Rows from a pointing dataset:
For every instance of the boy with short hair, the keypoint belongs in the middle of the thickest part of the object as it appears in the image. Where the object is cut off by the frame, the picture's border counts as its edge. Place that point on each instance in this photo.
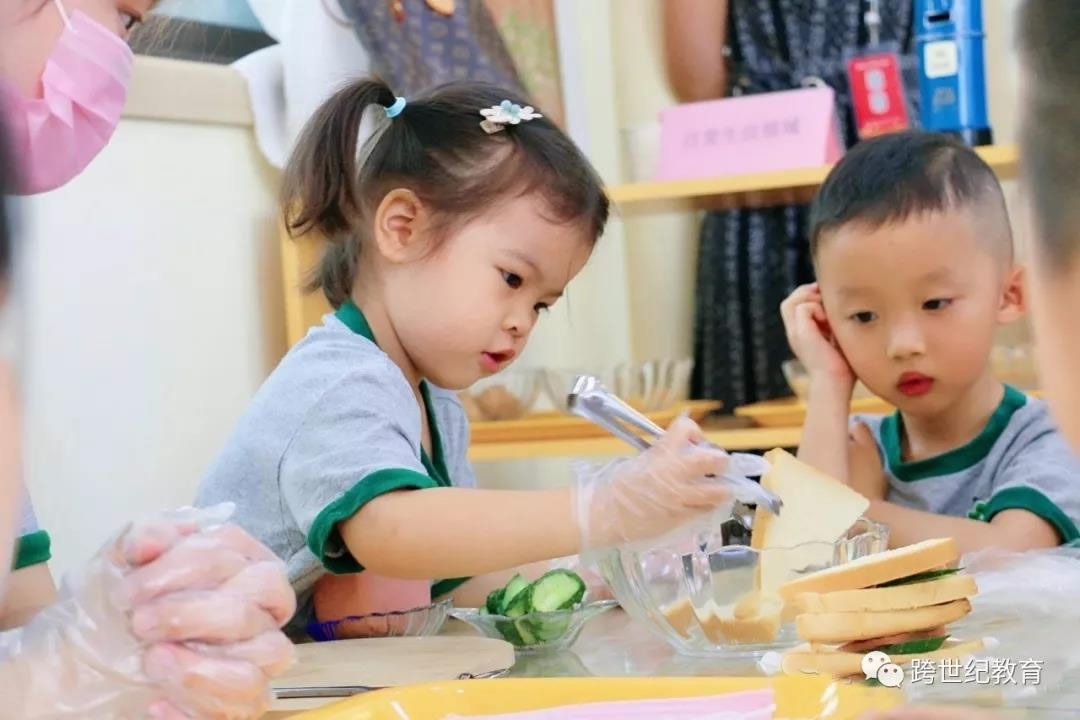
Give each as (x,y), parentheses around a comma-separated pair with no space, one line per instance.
(914,256)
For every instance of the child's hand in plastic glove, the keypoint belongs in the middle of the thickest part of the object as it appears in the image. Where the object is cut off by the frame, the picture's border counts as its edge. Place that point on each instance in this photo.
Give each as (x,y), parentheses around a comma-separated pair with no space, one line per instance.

> **What to work on**:
Turn all of the material above into a numbered list of its lines, skipping any blank lines and leaving the pictures out.

> **Solution to the problem**:
1. For every instance of the boy with short hair, the keypoint belongs in the middle of the thickest part of the object as it appears in the image. Where the object is cut off by the frame, the picture's border counts as its edge. Place that point on each instance in this photo.
2. Give each as (x,y), parentheses around a comma-separated pair with no space, one line per instance.
3. (914,256)
4. For every instance of the child's hand in plastic glove, the keypoint belongs in the middle of the thickest part of the object as it appears in the image. Where the object is cut off by the frame, the picture's border counts as its edge. Place that point on each instance in this photo.
5. Give each as (x,y), parentheses around a comma-separated pair with no space, one line per instance.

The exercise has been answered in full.